----- SELECTED TEXT

This program makes use of the WaitForSingleObject() function. We pass in as timeout value 200 milliseconds. If the thread has not completed by the time at which the timeout value has been reached, it returns the value WAIT_TIMEOUT.

As we have seen, it is possible to pass in a parameter to the thread function in the form of a pointer to a structure.

#include "stdafx.h"
#include <Windows.h>

int GetInput(TCHAR tszPtr[], int Buffer_Size);
int ConvertTCHARToInt(TCHAR *tszPtr);
DWORD WINAPI BeepThread(LPVOID ptrParam);
VOID BeepForUs(int iIter, int iFreq, int iDur, int iPause);

struct SBeep {
 int iIterations;
 int iFrequency;
 int iDuration;
 //new field, pause
 int iPause;
};

int main()

----------
----- SUPPLIED ENTRIES

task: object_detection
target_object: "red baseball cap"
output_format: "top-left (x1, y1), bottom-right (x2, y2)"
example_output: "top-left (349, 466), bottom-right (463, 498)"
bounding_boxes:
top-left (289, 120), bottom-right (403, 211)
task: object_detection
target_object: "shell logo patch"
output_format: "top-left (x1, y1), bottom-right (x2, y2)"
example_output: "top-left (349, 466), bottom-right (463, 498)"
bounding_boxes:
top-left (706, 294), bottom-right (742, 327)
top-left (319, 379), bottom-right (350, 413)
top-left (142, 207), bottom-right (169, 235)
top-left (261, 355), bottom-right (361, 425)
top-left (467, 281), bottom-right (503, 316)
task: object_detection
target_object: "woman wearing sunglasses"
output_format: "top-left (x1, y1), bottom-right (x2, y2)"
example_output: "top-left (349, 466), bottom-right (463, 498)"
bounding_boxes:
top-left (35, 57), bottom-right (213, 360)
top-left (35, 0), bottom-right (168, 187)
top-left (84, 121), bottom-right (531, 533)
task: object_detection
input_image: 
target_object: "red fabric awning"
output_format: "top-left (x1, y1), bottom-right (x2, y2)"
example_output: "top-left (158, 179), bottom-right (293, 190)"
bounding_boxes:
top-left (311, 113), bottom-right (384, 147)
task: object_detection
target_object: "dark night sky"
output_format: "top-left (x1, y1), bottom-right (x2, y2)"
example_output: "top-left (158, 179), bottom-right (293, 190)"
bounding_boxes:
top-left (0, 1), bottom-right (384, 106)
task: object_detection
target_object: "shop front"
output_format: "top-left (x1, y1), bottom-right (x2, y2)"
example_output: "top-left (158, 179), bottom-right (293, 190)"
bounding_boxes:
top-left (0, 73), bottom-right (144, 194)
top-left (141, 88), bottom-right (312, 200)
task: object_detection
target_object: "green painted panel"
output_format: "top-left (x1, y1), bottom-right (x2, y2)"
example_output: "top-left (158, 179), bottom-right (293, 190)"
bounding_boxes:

----------

**EXERCISE AIM:**
In the Windows threading text, what timeout value is passed to WaitForSingleObject()?

**WORKED ANSWER:**
200 milliseconds.